* **WORK TO DO**
Format the data from the line with "[ woman in white hijab ]" to the line with "(970, 261), (1012, 398)", both included, as a JSON list of strings. Use one string per line and skip any blank lines.

* **MATERIAL FOR THIS EXERCISE**
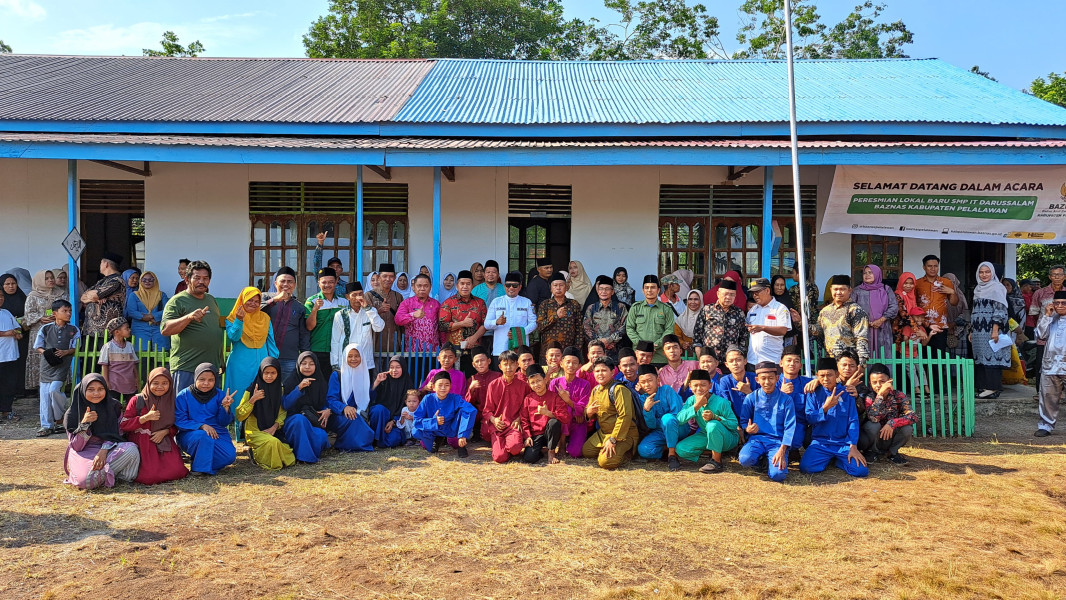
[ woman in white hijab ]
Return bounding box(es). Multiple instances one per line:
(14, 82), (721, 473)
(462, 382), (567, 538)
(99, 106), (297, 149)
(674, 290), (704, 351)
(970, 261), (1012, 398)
--
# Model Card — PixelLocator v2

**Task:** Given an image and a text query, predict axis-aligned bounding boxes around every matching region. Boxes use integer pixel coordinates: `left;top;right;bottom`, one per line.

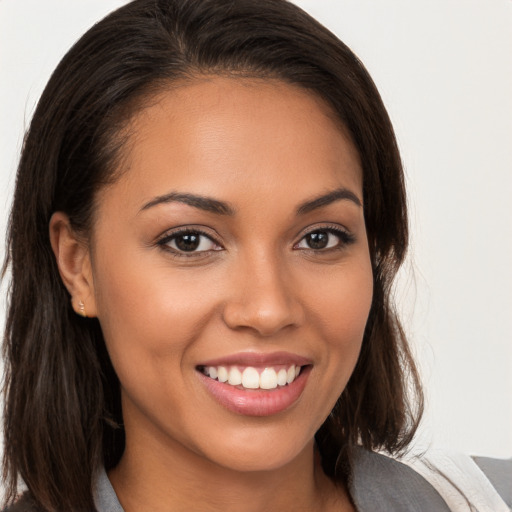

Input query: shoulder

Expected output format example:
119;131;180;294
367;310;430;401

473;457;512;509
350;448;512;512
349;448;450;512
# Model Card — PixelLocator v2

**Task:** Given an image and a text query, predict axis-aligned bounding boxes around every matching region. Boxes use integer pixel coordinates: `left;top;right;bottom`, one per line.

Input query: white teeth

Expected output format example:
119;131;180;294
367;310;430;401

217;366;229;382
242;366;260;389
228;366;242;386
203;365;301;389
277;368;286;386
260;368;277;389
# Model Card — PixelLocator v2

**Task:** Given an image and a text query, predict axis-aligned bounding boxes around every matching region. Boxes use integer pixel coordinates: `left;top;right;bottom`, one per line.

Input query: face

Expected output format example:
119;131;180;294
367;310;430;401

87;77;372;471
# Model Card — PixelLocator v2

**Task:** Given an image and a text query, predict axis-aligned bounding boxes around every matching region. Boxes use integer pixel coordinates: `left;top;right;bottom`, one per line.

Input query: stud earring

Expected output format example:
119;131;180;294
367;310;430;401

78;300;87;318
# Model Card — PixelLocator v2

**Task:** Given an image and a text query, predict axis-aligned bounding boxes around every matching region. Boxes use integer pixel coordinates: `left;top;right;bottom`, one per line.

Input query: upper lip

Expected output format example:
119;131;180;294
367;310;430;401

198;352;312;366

* **EXERCISE RESULT**
[
  "[ woman in white hijab ]",
  "Return bounding box(es). Multiple instances one per line:",
  "(14, 82), (721, 473)",
  "(462, 382), (567, 538)",
  "(99, 106), (297, 149)",
  "(674, 290), (704, 351)",
  "(970, 261), (1012, 398)"
]